Business

Air Passenger Duty rises by up to 55%

A plane taking off from Heathrow Airport
Image caption Air tax has risen tenfold since Air Passenger Duty was introduced

Airline passengers flying out of the UK now face more expensive flights following a controversial rise in Air Passenger Duty (APD).

Flight taxes rise by up to 55% from Monday as part of the changes, which will generate an estimated £2.3bn for the Treasury.

Long-haul flights will be worst hit and family holidays are likely to be more expensive.

The move has been criticised by airlines, which fear lost business.

Airlines say the increased cost could put off tourists and business people travelling to the UK. Critics also point out that family holidays could become much more expensive.

The travel and aviation industries are already struggling after the recession, as people cut down on foreign holidays.

+++

_Written instruction A_. According to the Air Passenger Duty article, how much money are the changes expected to raise for the Treasury?
_Written instruction B_. Write the next part of the article on the Air Passenger Duty rise, picking up after its final sentence.
The material after this article comes from a separate source.

_Extracted information_.

+++

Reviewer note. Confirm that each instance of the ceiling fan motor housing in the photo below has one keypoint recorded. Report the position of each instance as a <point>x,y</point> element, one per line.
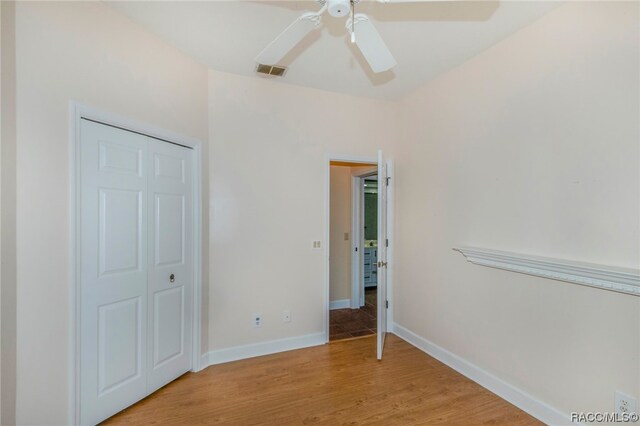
<point>338,8</point>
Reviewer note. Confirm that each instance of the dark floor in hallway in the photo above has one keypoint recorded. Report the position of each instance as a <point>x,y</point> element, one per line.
<point>348,323</point>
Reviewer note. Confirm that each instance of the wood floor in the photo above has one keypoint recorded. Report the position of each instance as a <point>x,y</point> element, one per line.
<point>348,323</point>
<point>336,384</point>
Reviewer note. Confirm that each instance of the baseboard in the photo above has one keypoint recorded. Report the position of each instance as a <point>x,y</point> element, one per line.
<point>504,390</point>
<point>263,348</point>
<point>340,304</point>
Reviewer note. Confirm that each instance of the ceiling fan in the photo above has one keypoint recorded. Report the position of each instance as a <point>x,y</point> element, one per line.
<point>362,31</point>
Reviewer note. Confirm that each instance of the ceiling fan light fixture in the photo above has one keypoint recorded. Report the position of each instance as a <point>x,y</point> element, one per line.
<point>338,8</point>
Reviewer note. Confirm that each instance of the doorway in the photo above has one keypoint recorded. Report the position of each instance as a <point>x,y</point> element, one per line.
<point>136,256</point>
<point>353,247</point>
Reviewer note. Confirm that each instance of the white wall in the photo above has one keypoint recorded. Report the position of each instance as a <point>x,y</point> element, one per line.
<point>87,52</point>
<point>8,214</point>
<point>532,147</point>
<point>269,147</point>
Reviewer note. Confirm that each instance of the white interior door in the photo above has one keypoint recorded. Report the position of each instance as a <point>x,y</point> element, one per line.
<point>113,270</point>
<point>382,252</point>
<point>170,288</point>
<point>136,231</point>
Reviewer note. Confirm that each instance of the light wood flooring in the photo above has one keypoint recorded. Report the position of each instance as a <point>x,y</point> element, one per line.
<point>341,383</point>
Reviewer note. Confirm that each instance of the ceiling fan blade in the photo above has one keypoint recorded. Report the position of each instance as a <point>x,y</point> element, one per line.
<point>371,45</point>
<point>288,39</point>
<point>410,1</point>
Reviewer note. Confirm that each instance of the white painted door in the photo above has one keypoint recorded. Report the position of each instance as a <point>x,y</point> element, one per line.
<point>124,189</point>
<point>170,263</point>
<point>382,252</point>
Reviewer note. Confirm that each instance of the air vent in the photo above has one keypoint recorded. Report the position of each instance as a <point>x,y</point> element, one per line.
<point>271,70</point>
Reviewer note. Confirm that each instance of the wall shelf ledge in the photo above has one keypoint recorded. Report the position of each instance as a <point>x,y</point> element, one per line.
<point>613,278</point>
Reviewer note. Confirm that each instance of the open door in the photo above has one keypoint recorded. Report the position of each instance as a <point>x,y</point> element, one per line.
<point>382,252</point>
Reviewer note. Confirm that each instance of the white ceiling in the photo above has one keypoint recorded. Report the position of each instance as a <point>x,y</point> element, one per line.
<point>425,38</point>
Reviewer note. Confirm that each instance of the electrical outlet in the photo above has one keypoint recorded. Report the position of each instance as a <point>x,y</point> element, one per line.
<point>625,404</point>
<point>257,320</point>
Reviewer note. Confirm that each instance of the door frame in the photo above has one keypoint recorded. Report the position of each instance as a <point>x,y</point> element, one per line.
<point>77,112</point>
<point>327,232</point>
<point>357,221</point>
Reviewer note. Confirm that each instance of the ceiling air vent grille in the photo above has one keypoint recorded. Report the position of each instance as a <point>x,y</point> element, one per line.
<point>271,70</point>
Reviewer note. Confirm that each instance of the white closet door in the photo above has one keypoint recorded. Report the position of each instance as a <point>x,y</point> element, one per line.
<point>113,270</point>
<point>170,262</point>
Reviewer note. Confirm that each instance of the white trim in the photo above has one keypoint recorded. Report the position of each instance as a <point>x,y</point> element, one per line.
<point>236,353</point>
<point>77,111</point>
<point>327,226</point>
<point>340,304</point>
<point>390,259</point>
<point>516,396</point>
<point>623,280</point>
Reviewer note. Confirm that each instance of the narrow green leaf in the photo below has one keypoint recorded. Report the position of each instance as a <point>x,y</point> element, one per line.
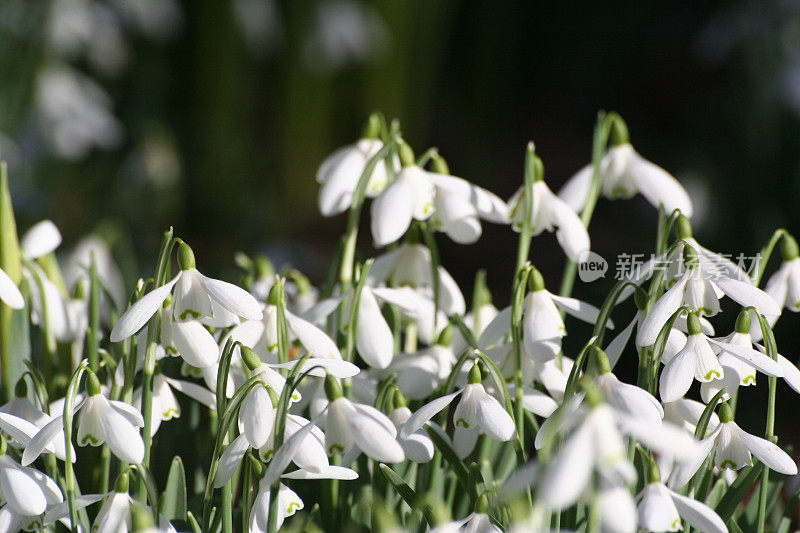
<point>173,499</point>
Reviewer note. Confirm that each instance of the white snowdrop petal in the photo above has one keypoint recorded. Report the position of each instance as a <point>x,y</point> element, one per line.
<point>230,460</point>
<point>195,344</point>
<point>659,187</point>
<point>140,312</point>
<point>746,294</point>
<point>677,376</point>
<point>754,358</point>
<point>425,413</point>
<point>576,189</point>
<point>233,298</point>
<point>568,473</point>
<point>41,239</point>
<point>663,309</point>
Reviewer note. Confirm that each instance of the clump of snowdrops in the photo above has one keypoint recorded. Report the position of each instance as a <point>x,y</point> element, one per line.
<point>380,400</point>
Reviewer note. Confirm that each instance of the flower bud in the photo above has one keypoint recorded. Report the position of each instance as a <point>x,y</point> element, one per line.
<point>536,280</point>
<point>789,248</point>
<point>122,483</point>
<point>475,374</point>
<point>406,155</point>
<point>693,324</point>
<point>332,388</point>
<point>725,413</point>
<point>92,383</point>
<point>601,361</point>
<point>683,228</point>
<point>185,257</point>
<point>21,388</point>
<point>743,322</point>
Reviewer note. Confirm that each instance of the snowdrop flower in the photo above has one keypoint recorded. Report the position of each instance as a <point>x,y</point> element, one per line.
<point>100,421</point>
<point>418,446</point>
<point>730,446</point>
<point>420,373</point>
<point>475,522</point>
<point>262,334</point>
<point>700,292</point>
<point>288,504</point>
<point>477,412</point>
<point>409,197</point>
<point>9,293</point>
<point>115,514</point>
<point>550,213</point>
<point>165,404</point>
<point>784,285</point>
<point>542,325</point>
<point>196,297</point>
<point>25,490</point>
<point>352,425</point>
<point>697,360</point>
<point>340,172</point>
<point>660,508</point>
<point>623,173</point>
<point>459,205</point>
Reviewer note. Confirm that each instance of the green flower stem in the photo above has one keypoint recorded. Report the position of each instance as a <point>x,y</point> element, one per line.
<point>149,366</point>
<point>602,132</point>
<point>771,348</point>
<point>69,475</point>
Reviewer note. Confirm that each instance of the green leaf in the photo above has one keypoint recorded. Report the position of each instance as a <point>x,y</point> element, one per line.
<point>173,499</point>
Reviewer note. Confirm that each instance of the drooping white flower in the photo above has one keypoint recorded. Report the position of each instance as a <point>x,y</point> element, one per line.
<point>25,490</point>
<point>697,360</point>
<point>196,296</point>
<point>340,172</point>
<point>551,213</point>
<point>623,173</point>
<point>477,412</point>
<point>784,284</point>
<point>731,447</point>
<point>660,508</point>
<point>350,425</point>
<point>409,197</point>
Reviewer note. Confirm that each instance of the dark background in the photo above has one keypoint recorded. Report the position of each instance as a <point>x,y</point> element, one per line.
<point>228,108</point>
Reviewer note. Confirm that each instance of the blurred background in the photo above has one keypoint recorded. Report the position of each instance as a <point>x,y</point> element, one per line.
<point>126,116</point>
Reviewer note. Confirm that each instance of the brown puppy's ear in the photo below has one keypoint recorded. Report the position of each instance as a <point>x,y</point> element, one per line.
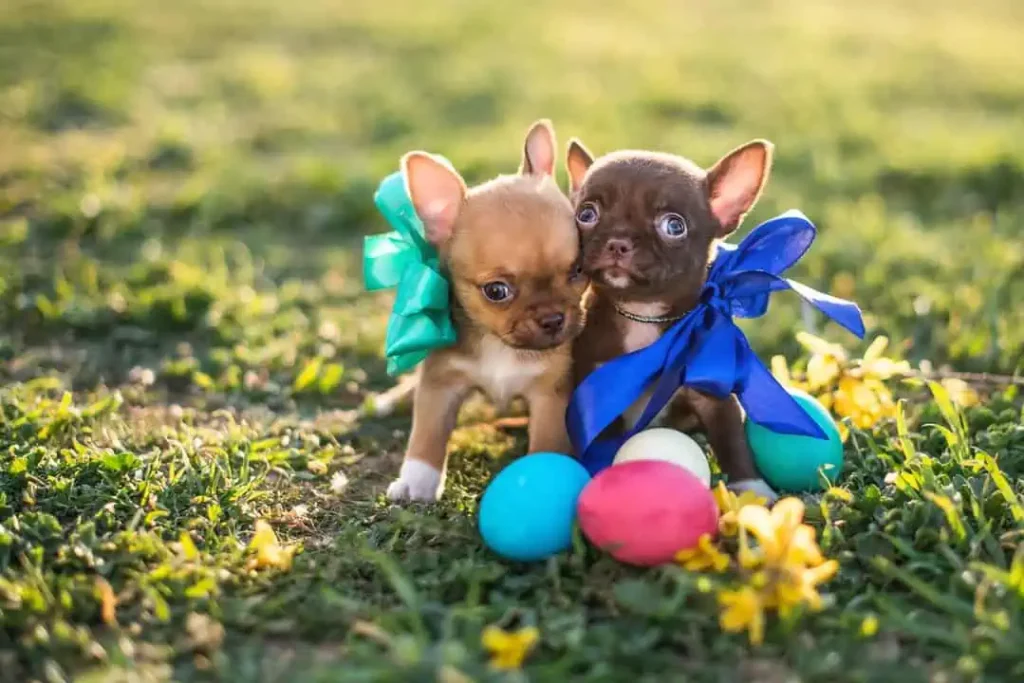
<point>735,182</point>
<point>578,160</point>
<point>437,193</point>
<point>539,150</point>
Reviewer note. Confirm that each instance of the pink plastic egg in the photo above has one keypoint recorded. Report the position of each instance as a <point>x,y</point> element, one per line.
<point>645,511</point>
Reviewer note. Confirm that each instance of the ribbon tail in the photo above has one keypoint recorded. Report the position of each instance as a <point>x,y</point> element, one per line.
<point>768,403</point>
<point>605,394</point>
<point>844,312</point>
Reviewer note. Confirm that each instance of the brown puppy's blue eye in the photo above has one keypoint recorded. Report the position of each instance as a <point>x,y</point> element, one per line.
<point>587,215</point>
<point>497,291</point>
<point>672,225</point>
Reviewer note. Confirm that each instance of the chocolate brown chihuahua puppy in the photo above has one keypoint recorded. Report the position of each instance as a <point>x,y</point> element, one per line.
<point>648,226</point>
<point>510,248</point>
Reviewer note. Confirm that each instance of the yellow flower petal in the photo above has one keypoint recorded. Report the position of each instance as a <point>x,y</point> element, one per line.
<point>508,649</point>
<point>269,553</point>
<point>821,371</point>
<point>741,609</point>
<point>877,348</point>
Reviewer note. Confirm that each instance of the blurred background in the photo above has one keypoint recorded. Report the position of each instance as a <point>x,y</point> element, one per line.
<point>184,185</point>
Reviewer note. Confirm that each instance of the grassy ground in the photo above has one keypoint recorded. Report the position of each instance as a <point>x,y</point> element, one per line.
<point>183,338</point>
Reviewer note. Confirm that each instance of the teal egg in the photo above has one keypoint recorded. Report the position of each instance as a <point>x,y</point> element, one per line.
<point>796,464</point>
<point>528,509</point>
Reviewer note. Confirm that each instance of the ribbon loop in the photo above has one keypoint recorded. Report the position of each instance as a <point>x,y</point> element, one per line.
<point>707,351</point>
<point>421,319</point>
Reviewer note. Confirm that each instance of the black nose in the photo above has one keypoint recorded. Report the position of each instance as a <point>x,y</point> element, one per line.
<point>619,247</point>
<point>552,323</point>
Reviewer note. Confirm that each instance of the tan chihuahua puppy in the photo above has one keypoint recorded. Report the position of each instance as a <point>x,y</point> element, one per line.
<point>648,225</point>
<point>510,248</point>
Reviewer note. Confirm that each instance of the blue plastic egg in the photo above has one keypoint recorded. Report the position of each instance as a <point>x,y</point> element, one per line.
<point>796,464</point>
<point>527,510</point>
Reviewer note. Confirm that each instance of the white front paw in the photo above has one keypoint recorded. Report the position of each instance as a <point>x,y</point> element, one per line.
<point>759,486</point>
<point>418,482</point>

+++

_Result A_. An estimated £2.3bn.

_Result B_.
A group of four people flying economy to Florida will now pay £240 in tax, an increase of 33%. And flying economy to popular holiday destinations in the Caribbean will cost £75 in APD, up from £50 last year and £40 two years ago.

Passengers travelling in premium economy, business and first class will also see hefty increases in the duty.

APD, initially introduced at just £5 for UK and European flights and £10 for longer-haul journeys in 1994, only rose to £10 for economy flights in Europe and £40 for flights further afield by 2007. In the past three years, it has increased dramatically.

Criticism

Michael O'Leary, chief executive of Ryanair, used the budget airline's results this morning to launch an attack on the tax.

He said: "We continue to switch capacity away from countries like Ireland and the UK where they have a passenger tax -- and remember the passenger tax is a tax at a rate of about 33% on Ryanair's average ticket price, so this government is asking the poorest passengers to pay the most amount of tax.

"But we're growing very rapidly in those countries like Spain and Italy where they scrapped the taxes and have been rewarded with traffic and tourism growth."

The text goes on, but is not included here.